> [Records for the task]

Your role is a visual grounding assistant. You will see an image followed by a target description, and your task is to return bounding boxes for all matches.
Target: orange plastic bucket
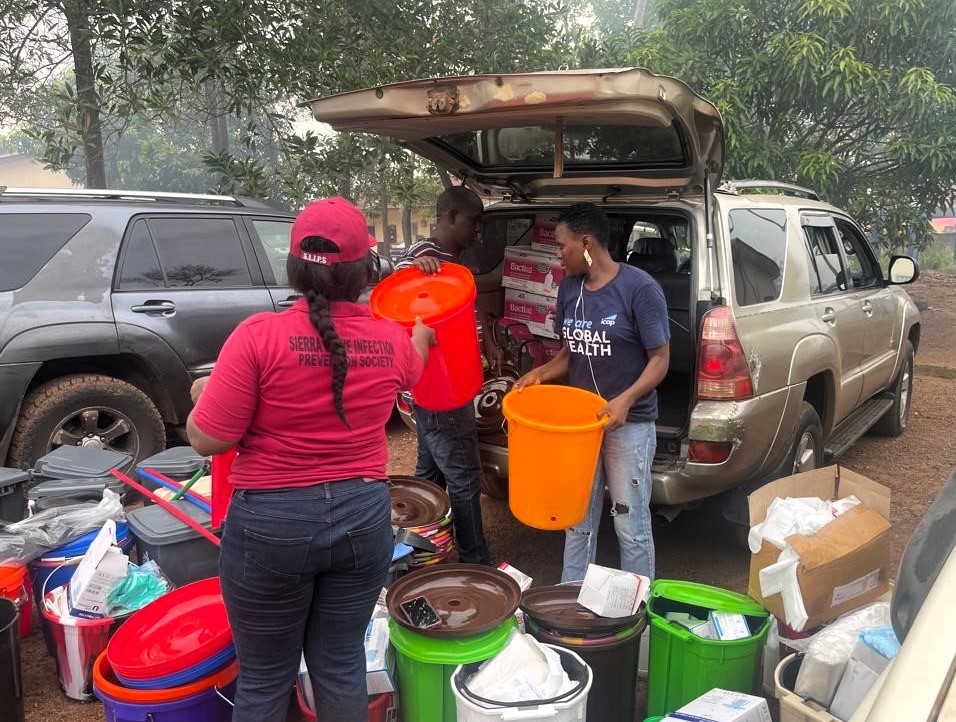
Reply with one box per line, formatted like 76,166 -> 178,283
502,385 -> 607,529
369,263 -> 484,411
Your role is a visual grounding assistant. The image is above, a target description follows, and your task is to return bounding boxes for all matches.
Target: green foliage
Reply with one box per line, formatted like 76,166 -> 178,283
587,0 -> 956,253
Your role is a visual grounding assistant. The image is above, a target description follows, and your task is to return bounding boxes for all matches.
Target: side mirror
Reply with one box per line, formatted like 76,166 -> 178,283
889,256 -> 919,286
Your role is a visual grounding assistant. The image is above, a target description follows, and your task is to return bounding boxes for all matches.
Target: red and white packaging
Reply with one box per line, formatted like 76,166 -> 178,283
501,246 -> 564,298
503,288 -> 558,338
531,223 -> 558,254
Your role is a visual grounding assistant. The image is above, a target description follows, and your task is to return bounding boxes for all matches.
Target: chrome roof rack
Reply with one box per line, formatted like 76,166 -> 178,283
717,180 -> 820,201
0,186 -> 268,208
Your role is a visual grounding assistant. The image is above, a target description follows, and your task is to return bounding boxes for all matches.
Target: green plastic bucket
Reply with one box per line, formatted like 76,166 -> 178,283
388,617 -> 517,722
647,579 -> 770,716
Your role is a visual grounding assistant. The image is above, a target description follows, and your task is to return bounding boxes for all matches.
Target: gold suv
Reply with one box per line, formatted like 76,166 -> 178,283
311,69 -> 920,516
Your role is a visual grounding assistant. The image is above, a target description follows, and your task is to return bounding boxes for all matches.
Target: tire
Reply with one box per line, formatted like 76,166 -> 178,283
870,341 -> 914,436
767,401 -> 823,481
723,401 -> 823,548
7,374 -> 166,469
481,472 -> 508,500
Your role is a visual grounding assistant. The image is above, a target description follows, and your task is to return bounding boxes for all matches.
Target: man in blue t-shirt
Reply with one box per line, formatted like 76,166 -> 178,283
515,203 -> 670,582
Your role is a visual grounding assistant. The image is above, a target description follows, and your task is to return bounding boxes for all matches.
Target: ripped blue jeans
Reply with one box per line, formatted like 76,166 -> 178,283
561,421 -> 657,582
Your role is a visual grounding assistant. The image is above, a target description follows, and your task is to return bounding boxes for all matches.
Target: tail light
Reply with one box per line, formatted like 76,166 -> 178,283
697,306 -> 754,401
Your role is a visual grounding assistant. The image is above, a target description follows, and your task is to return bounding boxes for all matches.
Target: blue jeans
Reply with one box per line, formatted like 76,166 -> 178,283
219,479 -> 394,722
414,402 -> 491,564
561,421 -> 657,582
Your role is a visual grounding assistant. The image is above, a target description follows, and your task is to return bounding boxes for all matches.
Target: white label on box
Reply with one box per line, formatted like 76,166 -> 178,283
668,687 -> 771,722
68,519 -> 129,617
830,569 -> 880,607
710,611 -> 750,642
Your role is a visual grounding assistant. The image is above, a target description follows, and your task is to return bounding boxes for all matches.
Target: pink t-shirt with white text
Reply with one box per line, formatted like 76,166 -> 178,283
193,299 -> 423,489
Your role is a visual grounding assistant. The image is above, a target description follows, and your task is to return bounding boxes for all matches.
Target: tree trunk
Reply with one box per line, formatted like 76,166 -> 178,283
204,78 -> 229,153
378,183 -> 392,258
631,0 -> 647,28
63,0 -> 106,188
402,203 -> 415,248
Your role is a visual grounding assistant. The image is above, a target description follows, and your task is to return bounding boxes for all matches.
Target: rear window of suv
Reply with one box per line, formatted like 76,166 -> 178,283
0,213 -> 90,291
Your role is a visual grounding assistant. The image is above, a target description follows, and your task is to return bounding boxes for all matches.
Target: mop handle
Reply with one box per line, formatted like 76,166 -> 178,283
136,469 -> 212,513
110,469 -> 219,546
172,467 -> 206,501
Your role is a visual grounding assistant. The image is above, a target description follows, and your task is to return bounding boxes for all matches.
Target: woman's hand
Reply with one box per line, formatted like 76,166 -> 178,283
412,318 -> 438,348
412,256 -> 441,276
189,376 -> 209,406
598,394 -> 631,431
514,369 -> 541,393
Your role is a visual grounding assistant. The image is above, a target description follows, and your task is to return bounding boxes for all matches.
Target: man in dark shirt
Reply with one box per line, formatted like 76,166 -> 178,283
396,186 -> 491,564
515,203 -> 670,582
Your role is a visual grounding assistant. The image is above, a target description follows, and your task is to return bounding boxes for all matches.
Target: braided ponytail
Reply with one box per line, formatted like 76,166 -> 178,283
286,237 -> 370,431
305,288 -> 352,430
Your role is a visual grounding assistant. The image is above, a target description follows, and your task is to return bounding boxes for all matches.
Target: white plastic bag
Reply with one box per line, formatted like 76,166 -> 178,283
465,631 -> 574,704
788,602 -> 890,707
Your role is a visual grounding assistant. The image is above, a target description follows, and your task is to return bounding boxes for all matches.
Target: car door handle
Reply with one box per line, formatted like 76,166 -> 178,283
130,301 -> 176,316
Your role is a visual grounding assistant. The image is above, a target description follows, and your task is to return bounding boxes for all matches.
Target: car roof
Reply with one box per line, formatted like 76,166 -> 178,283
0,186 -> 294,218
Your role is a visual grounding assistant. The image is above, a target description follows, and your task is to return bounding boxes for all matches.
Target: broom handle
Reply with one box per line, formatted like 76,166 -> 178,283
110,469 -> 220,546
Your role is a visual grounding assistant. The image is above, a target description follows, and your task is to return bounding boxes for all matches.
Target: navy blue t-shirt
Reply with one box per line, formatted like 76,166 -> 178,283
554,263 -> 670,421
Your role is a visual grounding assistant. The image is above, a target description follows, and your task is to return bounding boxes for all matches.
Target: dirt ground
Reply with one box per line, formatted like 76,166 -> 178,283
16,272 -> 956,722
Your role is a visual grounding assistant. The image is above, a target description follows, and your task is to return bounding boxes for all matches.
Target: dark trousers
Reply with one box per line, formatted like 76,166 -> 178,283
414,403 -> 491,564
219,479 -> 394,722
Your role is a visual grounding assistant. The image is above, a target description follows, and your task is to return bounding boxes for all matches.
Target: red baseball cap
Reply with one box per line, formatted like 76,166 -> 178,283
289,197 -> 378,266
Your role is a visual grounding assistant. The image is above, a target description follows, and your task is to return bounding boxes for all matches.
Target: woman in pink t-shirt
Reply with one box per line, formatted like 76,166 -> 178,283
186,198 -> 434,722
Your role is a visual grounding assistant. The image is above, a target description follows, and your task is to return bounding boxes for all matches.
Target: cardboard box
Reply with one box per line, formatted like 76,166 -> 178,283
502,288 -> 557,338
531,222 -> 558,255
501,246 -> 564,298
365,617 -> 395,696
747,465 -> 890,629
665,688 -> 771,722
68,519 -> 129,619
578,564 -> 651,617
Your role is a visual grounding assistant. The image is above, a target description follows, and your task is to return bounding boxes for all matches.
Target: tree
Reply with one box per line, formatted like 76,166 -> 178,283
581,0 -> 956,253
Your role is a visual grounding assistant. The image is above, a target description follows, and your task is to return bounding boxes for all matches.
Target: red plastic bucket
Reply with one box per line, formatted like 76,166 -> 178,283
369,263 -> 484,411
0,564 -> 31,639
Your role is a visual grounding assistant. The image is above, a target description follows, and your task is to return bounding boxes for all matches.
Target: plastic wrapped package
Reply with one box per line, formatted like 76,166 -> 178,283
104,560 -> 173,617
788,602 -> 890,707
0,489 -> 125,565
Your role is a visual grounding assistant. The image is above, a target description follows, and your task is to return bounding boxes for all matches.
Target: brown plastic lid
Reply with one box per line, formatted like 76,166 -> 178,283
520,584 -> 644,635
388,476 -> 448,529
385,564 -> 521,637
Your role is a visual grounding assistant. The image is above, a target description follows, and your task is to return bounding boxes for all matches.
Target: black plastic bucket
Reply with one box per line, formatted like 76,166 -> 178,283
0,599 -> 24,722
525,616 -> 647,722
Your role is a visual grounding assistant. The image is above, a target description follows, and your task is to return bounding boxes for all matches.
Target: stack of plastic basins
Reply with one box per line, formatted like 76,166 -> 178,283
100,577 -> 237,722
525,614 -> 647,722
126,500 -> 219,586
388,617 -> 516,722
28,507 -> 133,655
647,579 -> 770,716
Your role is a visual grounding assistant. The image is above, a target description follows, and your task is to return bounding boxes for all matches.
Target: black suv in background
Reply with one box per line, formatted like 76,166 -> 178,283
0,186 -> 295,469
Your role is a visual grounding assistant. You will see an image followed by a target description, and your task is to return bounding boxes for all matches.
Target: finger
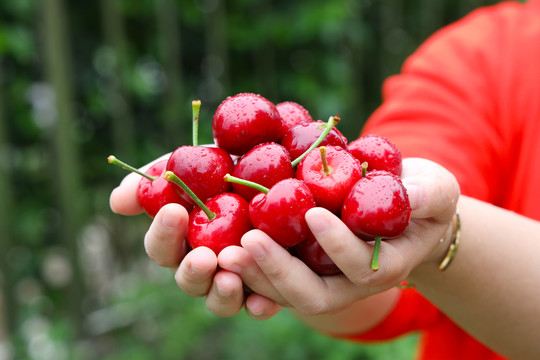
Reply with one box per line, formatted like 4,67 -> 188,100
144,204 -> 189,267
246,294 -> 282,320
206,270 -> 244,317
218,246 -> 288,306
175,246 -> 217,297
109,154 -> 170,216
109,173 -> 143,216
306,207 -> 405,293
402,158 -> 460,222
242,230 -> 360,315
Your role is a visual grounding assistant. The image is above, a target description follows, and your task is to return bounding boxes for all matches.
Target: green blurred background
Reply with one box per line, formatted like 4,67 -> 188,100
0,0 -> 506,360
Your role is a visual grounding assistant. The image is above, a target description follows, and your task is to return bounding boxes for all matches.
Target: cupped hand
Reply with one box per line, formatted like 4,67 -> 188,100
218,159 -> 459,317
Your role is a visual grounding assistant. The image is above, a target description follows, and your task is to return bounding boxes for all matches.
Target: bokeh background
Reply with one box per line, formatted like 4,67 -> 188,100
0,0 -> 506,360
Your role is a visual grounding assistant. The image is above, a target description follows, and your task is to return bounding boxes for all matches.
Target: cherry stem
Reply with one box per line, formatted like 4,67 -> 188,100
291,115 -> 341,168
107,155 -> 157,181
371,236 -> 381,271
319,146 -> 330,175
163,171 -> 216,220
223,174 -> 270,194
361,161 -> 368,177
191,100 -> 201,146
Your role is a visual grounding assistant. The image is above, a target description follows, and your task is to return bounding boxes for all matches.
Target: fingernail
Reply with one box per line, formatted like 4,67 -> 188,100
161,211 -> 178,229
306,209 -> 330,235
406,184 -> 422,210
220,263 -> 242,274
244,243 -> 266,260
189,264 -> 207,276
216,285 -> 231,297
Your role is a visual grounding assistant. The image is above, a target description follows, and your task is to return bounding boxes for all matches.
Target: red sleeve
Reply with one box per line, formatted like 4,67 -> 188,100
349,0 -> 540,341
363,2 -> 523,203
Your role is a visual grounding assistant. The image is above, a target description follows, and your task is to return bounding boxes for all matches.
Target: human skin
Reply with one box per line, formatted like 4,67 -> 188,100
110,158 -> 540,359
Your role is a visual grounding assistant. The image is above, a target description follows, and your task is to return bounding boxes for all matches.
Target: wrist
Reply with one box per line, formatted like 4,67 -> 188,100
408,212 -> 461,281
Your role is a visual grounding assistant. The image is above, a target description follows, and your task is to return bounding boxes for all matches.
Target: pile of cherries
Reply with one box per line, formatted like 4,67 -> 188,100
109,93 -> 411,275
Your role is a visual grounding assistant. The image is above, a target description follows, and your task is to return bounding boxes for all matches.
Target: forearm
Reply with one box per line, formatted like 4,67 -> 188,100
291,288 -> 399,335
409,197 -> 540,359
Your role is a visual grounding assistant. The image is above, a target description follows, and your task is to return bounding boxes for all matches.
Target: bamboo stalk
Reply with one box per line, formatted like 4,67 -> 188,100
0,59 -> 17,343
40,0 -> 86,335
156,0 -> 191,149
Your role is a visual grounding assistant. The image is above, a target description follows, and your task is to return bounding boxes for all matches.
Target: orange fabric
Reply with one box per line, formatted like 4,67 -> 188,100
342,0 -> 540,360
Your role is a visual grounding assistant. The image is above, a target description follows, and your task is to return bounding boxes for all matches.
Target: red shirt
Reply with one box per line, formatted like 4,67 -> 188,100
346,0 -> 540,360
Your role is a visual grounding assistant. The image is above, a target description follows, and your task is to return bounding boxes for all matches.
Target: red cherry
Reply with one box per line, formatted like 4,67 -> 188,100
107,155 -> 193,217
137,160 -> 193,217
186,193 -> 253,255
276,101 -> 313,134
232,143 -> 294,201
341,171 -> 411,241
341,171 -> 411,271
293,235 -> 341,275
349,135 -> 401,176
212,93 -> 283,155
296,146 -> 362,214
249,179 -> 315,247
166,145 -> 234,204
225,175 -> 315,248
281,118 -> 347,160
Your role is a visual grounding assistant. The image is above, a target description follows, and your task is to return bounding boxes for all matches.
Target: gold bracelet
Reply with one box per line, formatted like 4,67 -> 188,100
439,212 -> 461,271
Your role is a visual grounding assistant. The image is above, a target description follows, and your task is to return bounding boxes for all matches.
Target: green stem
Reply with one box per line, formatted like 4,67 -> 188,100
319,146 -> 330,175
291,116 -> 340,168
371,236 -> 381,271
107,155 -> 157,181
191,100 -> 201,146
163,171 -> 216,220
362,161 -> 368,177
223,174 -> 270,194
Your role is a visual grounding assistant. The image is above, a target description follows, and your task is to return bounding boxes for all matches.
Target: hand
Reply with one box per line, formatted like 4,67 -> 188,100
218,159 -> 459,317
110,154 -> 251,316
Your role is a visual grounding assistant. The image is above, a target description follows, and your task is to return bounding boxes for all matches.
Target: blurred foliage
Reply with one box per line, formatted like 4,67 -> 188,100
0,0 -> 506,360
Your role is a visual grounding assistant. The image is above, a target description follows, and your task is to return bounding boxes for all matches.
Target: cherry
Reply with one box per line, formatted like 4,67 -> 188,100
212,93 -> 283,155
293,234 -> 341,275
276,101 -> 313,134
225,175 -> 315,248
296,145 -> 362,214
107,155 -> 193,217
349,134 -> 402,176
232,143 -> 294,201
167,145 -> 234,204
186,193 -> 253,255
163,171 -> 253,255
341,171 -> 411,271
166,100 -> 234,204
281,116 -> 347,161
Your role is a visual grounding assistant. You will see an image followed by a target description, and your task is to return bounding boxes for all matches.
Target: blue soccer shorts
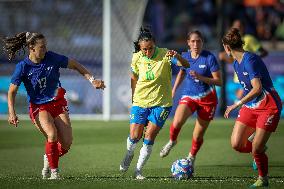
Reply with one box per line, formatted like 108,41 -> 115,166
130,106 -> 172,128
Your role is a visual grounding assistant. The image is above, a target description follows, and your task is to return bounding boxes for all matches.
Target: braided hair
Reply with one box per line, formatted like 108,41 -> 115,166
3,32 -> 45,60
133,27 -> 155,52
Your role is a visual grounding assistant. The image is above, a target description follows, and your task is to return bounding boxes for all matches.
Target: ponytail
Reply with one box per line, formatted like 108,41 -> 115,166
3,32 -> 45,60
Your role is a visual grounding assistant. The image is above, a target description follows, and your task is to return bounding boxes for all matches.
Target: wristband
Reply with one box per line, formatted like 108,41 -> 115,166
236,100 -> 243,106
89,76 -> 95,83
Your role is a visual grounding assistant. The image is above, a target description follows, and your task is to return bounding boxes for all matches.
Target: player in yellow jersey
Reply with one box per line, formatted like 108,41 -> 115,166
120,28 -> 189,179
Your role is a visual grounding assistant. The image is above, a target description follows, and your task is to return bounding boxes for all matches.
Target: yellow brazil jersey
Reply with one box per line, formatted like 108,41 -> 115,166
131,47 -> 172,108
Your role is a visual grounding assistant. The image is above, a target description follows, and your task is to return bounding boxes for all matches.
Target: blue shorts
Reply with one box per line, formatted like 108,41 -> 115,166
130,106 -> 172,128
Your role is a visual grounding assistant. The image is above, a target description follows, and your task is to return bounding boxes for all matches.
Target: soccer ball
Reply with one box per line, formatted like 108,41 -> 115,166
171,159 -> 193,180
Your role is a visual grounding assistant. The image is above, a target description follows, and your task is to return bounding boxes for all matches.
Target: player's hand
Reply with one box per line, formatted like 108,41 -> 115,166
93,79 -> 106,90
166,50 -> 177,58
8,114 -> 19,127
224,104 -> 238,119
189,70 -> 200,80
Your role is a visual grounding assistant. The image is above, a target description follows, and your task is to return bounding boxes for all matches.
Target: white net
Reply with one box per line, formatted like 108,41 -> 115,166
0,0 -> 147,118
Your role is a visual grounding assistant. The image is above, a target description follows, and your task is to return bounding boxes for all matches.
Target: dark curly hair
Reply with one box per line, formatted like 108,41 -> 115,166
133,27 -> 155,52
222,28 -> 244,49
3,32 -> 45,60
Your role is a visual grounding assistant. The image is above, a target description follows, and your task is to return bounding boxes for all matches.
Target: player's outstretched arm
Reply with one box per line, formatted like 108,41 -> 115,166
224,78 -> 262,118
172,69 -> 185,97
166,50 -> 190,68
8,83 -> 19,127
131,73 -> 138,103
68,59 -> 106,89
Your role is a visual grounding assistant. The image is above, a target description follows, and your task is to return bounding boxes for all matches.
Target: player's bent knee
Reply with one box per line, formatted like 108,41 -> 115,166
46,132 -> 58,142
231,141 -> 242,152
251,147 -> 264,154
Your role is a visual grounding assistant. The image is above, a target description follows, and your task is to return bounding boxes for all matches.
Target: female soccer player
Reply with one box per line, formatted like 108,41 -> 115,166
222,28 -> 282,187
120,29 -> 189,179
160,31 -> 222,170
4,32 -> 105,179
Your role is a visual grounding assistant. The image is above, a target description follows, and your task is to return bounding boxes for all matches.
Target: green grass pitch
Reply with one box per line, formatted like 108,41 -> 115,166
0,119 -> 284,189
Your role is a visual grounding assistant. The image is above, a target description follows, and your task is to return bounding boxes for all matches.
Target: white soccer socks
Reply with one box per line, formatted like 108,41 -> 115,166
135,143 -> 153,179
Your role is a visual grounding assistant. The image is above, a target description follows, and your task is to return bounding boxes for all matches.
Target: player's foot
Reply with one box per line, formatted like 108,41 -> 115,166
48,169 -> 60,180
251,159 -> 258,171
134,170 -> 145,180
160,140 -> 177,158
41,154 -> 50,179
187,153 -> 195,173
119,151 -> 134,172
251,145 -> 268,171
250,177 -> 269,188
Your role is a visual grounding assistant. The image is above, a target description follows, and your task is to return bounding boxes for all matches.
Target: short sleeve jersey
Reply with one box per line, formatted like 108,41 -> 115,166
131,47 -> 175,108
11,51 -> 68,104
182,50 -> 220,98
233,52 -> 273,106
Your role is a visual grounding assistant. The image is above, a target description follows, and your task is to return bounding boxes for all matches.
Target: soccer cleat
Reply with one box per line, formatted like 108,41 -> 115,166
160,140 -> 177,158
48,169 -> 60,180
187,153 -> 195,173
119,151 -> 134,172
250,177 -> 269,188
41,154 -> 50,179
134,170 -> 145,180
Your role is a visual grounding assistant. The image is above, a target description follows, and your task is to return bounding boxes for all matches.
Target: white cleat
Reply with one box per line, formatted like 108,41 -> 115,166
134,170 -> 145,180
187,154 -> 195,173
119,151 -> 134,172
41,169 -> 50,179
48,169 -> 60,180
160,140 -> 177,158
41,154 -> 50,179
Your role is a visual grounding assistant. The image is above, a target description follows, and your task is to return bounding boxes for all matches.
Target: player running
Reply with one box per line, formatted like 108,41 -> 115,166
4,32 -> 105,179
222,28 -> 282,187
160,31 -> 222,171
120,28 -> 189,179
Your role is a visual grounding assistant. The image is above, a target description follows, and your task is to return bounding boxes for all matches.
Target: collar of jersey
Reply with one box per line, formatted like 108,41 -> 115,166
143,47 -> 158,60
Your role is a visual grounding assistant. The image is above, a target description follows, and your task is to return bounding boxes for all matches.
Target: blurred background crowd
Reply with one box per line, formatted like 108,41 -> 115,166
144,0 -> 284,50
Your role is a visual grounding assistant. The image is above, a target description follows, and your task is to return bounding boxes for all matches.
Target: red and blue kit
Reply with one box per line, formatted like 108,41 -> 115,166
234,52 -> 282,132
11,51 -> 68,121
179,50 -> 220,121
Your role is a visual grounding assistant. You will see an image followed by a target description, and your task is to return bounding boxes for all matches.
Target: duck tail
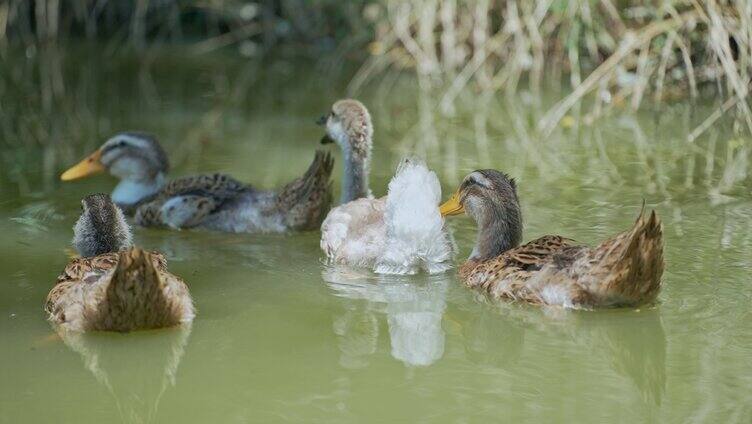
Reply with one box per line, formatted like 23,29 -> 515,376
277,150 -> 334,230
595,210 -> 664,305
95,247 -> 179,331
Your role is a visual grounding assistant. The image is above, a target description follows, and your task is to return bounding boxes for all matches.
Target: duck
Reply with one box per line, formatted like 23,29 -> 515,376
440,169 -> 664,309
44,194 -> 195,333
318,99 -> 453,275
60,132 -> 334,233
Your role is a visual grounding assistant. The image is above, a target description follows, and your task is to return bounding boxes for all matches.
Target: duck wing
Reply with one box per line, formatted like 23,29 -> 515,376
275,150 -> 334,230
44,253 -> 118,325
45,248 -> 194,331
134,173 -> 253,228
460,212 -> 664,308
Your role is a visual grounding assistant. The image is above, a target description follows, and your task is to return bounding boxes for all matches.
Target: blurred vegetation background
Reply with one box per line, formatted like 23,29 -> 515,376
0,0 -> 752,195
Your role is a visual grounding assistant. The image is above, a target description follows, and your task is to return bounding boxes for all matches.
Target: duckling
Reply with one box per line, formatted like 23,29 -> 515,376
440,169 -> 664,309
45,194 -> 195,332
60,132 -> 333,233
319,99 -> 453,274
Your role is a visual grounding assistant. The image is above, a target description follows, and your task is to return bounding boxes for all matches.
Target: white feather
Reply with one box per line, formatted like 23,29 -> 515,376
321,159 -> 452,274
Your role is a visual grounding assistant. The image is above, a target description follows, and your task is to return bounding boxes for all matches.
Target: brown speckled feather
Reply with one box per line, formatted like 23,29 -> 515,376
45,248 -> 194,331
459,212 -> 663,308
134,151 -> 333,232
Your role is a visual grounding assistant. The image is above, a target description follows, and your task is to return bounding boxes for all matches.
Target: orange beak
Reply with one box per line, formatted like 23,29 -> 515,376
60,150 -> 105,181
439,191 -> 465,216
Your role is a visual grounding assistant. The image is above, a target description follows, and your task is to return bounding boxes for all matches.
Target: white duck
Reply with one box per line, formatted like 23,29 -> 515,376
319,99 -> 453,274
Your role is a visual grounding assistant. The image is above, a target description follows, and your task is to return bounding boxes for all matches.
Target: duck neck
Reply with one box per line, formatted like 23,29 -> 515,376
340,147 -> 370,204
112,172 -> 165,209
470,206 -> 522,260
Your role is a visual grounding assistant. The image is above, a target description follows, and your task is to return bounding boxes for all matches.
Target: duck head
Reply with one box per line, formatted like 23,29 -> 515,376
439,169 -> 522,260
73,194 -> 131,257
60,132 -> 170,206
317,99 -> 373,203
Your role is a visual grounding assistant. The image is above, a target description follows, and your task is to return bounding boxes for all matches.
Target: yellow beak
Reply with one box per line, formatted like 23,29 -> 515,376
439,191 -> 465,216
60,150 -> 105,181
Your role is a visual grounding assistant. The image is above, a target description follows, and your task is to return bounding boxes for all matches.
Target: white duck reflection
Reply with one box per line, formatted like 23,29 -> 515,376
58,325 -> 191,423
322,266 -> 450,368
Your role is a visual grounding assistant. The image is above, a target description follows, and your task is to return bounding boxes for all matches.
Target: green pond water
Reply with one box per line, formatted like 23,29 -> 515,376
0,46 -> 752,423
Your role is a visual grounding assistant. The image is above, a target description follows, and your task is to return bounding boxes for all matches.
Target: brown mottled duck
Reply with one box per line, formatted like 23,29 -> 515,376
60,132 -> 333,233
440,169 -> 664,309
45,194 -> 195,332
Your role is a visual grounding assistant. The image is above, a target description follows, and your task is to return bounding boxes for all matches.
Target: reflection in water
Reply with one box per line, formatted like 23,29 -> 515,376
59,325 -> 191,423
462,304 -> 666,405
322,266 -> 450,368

> [Exercise instructions] Rewrite the lines from the very first one up to and including the line with "531,223 -> 558,254" as a numbered list, skipping blank lines. Leave the pictures out.

> [Right answer]
1. Your role is a visual grounding assistant. You will see an image followed by a target description, and your task is to return bounding boxes for all matches.
2. Target: orange plastic bucket
3. Reply with one box per line, formatted like 76,166 -> 178,283
4. 502,385 -> 607,529
5. 369,263 -> 484,411
6. Your role is a visual grounding assistant. The image is above, a target description follows, and your task is to return bounding boxes for all matches.
7. Target: green foliage
8. Reply with one box per line, formatted like 76,166 -> 178,283
9. 587,0 -> 956,253
10. Your role is a visual grounding assistant. The image is above, a target description follows, and your task is to return bounding boxes for all matches.
11. Target: side mirror
12. Reply with one box per line, formatted like 76,166 -> 178,283
13. 889,256 -> 919,286
14. Your role is a visual grounding assistant. The image is above, a target description follows, and your task is to return bounding boxes for all matches.
15. Target: red and white packaging
16. Reply with one box per line, formatted like 76,166 -> 178,283
17. 501,246 -> 564,298
18. 503,288 -> 558,338
19. 531,223 -> 558,254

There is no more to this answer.